◆ Available data
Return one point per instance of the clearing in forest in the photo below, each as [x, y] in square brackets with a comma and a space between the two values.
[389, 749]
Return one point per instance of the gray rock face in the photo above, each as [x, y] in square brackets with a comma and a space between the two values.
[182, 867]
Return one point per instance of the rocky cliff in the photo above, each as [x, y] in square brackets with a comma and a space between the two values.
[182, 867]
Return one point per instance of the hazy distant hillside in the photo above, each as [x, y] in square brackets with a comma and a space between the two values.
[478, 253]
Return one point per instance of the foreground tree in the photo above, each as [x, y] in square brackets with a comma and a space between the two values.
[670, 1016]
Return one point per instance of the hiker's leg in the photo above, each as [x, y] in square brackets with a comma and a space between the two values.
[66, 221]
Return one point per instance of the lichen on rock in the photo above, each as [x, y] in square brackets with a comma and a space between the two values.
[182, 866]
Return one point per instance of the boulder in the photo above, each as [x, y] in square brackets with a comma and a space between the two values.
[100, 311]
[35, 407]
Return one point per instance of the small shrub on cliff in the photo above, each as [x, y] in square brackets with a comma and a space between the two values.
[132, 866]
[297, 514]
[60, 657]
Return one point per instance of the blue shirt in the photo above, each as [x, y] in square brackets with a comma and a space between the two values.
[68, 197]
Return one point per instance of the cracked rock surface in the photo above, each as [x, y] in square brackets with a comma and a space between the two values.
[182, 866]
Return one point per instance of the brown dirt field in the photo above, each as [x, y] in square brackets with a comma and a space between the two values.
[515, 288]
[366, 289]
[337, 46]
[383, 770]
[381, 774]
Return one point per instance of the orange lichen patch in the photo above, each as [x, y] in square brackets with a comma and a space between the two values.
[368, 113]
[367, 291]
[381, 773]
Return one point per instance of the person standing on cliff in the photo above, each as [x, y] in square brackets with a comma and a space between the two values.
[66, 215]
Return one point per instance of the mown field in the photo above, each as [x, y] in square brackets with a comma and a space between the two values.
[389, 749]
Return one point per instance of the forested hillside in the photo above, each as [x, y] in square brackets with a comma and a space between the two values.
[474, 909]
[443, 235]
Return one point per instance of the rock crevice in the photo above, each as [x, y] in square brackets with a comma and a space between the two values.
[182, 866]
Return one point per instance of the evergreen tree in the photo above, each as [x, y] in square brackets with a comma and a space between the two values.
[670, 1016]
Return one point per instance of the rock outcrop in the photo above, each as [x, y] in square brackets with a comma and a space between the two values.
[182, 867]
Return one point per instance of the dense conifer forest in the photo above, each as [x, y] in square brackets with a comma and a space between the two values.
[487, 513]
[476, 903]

◆ What to produce
Please copy all of the data above exactly.

◆ Answer space
Return one point per instance of the clearing in forest in the photo below, each as [x, y] in square brackets with a comma and a space between the two values.
[389, 749]
Return one point per instance of the gray rock face in the photo above, each as [x, y] in square brackets with a comma and a space between the two values.
[182, 867]
Return one point per instance of the rocky cliff in the photo above, each as [x, y] in square brackets with a comma and a space between the two values.
[182, 867]
Return one point per instance of the hazy distant hillside in the photo above, each as [x, y] in square brackets with a comma and a space between the two values.
[478, 253]
Return one point per instance of the foreground tree in the photo above, each as [x, y] in square brackets with a comma and a space between the two values.
[670, 1016]
Return one point per instance of the hiker's leg in the photo above, each as [x, y] in square brackets with a comma and a space between the two values.
[66, 221]
Return one point per instance of the lichen on rock in the photo above, each as [x, y] in square brackets with a comma and a space between the two values.
[182, 866]
Return one point per instance of the boulder in the photo above, each as [x, y] in square brackets with a comma and a space between the two values.
[100, 311]
[35, 407]
Return one point per instance of the small shrub on cliff in the photo above, each as [x, y] in square brackets with a comma and a space between the two values.
[132, 866]
[297, 514]
[60, 657]
Return one point per instance of the blue shirt in the photo above, each as [x, y] in square brackets with a comma and a space between the two values.
[68, 197]
Return one point per instance of the cracked rock surface in the photo above, each as [x, y] in square brackets with a comma and a space between the two values.
[182, 866]
Return one point per instance of the brown dirt field in the photo above, each as [x, y] in square brackets with a comma and a space between the two values.
[515, 288]
[366, 289]
[337, 46]
[383, 770]
[381, 774]
Return one point per instance of the orange lichen patch in the photo above, each as [x, y] in square brackets with a comma and a space between the two values.
[368, 113]
[367, 291]
[381, 773]
Return one point per instance of the person standing on cliff in the photo above, each as [x, y] in square brackets with a comma and a space between the two values.
[66, 215]
Return one point per instance of the mown field in the photo above, each as [x, y] in square brackets with a comma and a space between the two values.
[389, 749]
Return one point per instance of the forested hillside in the photo above, each as [x, y] in square brackets with a comma and a space between the two values.
[474, 909]
[443, 235]
Return one point per instance of the rock crevice in the photo above, each as [x, y] in square brackets with a comma and a space between the two values.
[182, 866]
Return one point per instance of the evergreen tree in the photo above, each as [x, y] in square brackets with a comma and a space between the two values.
[670, 1016]
Return one point per instance of the rock outcrop in the photo above, each as [x, y] in square brackets with a comma and a space between the two values.
[182, 867]
Return one point per instance of the dense conifer forest in the photo above, each as [x, y] in square brackets with a comma and a space between the two values.
[487, 513]
[476, 903]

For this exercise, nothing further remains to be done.